== PASSAGE TO READ ==

A subnet is a segmented portion of a network that groups devices together under a specific address range. Subnetting allows better organisation, isolation and control of network traffic. It is widely used in both home labs and enterprise environments.

Subnet Mask

A subnet mask defines which portion of an IP address represents the network and which part represents the device. It determines how traffic is routed within and outside a subnet. Understanding subnet masks is key to designing and troubleshooting network structures.

Gateway

A gateway is the device that routes traffic from your local network to external networks, typically your router. It acts as the exit point for all outbound communication. If the gateway is misconfigured or overloaded, connectivity and performance are immediately affected.

DHCP (Dynamic Host Configuration Protocol)

DHCP is the protocol that automatically assigns IP addresses to devices on a network. It simplifies connectivity by removing the need for manual configuration. However, for advanced setups, static assignments or reservations are often preferred for consistency.

DHCP Reservation

A DHCP reservation assigns a fixed IP address to a specific device based on its MAC address while still using DHCP. It combines the flexibility of dynamic addressing with the stability of static IPs, making it useful for devices that need predictable addressing without manual setup.

MAC Address

A MAC address is a unique hardware identifier assigned to a network interface. It is used within local networks to identify devices at the data link layer. MAC addresses are often used for DHCP reservations, access control and network tracking.

DNS (Domain Name System)

DNS translates human readable domain names into IP addresses. Without it, you would need to remember numerical addresses for every service. DNS performance and reliability directly impact how quickly connections are established.

DDNS (Dynamic DNS)

Dynamic DNS maps a changing IP address to a fixed domain name. It allows remote access to systems even when using a dynamic IP. For techies without a static IP, DDNS is a common workaround for maintaining accessibility.

Reverse DNS

Reverse DNS maps an IP address back to a domain name. It is often used in email systems, logging and security checks. Proper reverse DNS configuration improves trust and compatibility in certain network services.

Loopback Address

The loopback address, typically 127.0.0.1 in IPv4, allows a device to communicate with itself. It is used for local testing and internal services. While simple, it is essential for development and diagnostics.

Hairpin NAT (NAT Loopback)

Hairpin NAT allows devices within the same network to access a service using the public IP address instead of the internal address. Without it, internal access to hosted services can fail. It is important for consistent testing and access behaviour.

===
== GIVEN ENTRIES ==

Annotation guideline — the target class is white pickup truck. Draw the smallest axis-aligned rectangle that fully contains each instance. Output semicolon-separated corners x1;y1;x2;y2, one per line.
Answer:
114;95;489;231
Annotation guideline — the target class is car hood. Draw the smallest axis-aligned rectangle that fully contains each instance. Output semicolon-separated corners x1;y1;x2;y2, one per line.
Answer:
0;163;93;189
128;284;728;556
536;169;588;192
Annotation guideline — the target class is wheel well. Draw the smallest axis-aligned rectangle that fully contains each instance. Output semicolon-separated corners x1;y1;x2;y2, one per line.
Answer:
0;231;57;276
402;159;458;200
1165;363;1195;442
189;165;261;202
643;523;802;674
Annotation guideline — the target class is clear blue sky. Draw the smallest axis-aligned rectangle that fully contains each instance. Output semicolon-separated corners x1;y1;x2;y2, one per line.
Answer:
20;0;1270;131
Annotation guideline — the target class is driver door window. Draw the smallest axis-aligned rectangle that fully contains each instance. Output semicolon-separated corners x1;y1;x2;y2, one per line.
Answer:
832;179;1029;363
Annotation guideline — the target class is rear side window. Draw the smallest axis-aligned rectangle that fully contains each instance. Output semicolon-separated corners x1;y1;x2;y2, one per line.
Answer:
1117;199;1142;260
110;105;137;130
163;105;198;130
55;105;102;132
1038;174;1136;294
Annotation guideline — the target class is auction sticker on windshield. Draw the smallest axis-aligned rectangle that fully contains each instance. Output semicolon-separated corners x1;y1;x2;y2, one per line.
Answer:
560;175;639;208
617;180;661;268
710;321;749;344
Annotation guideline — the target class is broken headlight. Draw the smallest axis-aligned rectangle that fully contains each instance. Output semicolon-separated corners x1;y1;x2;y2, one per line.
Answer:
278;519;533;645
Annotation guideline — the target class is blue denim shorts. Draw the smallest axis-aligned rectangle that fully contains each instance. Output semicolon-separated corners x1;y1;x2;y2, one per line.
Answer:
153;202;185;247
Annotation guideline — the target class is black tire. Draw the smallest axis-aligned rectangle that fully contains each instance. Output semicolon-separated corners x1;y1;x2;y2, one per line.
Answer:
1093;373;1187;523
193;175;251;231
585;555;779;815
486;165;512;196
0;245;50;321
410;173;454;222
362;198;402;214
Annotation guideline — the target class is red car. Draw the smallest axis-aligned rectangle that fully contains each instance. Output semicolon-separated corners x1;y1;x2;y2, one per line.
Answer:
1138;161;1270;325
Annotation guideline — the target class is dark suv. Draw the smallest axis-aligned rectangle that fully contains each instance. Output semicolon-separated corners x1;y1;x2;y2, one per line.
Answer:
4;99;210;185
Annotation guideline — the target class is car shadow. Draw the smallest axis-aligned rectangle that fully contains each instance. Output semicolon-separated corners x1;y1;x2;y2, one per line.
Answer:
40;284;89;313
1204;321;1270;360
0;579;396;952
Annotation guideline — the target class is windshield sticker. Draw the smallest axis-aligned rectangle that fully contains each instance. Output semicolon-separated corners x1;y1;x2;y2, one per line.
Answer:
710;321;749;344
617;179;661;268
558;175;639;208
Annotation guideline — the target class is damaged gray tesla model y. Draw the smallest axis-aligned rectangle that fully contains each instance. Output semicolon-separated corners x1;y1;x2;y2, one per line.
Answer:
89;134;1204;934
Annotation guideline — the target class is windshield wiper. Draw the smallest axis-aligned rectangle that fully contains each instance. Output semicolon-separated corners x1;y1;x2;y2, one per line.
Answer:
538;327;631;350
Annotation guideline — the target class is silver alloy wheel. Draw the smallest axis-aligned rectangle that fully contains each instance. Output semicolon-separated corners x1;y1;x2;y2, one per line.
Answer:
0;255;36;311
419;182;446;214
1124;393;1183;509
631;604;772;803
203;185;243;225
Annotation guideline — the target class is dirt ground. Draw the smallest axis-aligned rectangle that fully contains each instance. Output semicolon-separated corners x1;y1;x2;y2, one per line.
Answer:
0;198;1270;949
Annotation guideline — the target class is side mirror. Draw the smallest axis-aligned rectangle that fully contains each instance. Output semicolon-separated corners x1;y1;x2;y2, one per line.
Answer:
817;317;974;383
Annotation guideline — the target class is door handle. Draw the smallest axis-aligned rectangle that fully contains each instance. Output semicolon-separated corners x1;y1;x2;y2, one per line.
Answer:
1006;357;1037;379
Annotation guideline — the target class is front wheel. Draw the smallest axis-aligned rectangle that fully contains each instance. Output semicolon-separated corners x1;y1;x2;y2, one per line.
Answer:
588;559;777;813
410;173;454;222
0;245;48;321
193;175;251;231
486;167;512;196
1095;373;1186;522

===

■ **REQUIREMENT 1**
Reproduce the stretch of the networking glossary from "A MAC address" through "DDNS (Dynamic DNS)".
■ **REQUIREMENT 2**
Carry on the networking glossary after its final sentence.

■ **TASK ANSWER 1**
A MAC address is a unique hardware identifier assigned to a network interface. It is used within local networks to identify devices at the data link layer. MAC addresses are often used for DHCP reservations, access control and network tracking.

DNS (Domain Name System)

DNS translates human readable domain names into IP addresses. Without it, you would need to remember numerical addresses for every service. DNS performance and reliability directly impact how quickly connections are established.

DDNS (Dynamic DNS)

■ **TASK ANSWER 2**
Port Range

A port range defines a group of ports rather than a single one, often used for applications that require multiple connections such as VoIP, gaming or FTP. Managing port ranges correctly is essential for ensuring full functionality of certain services.

Security and Privacy

This section focuses on protecting data, controlling traffic and maintaining visibility. It includes VPNs, DNS control, encryption protocols, firewalls and segmentation. For privacy focused users and cybersecurity professionals, this is where control is defined. A strong setup ensures your data moves securely without interference while still allowing full flexibility over how your network is configured and monitored.

VPN

A VPN creates an encrypted tunnel between your device and another network, protecting your data from interception, enabling secure remote access and allowing traffic to be routed through different locations for privacy, control and flexibility.

WireGuard

WireGuard is a modern VPN protocol designed for speed and simplicity, using efficient encryption and minimal overhead to deliver high performance connections that are widely used in setups where low latency and stability matter.

OpenVPN

OpenVPN is a mature and highly configurable VPN protocol that supports a wide range of encryption methods and network setups, making it a reliable choice for secure environments where flexibility and compatibility are required.

DNS

DNS translates human readable domain names into IP addresses, allowing devices to locate services across the internet, and its speed and reliability directly affect how quickly connections are established.

DNS over HTTPS

DNS over HTTPS encrypts DNS queries within standard HTTPS traffic, preventing interception or manipulation while improving privacy and maintaining compatibility with modern web infrastructure.

DNS over TLS

DNS over TLS encrypts DNS queries at the transport layer, ensuring secure name resolution by protecting requests from being intercepted or altered during transmission.

Custom DNS

Custom DNS allows you to select your own DNS provider instead of relying on default settings, giving you greater control over performance, filtering, privacy and how domain requests are resolved.

Firewall

A firewall controls incoming and outgoing network traffic based on defined rules, acting as a barrier that protects systems from unauthorised access while allowing legitimate communication.

VLAN

A VLAN separates network traffic into isolated segments within the same physical network, improving security and allowing more precise control over how devices communicate with each other.

Network Segmentation

Network segmentation divides a network into multiple controlled zones, reducing risk by limiting access between systems and improving performance by managing traffic more efficiently.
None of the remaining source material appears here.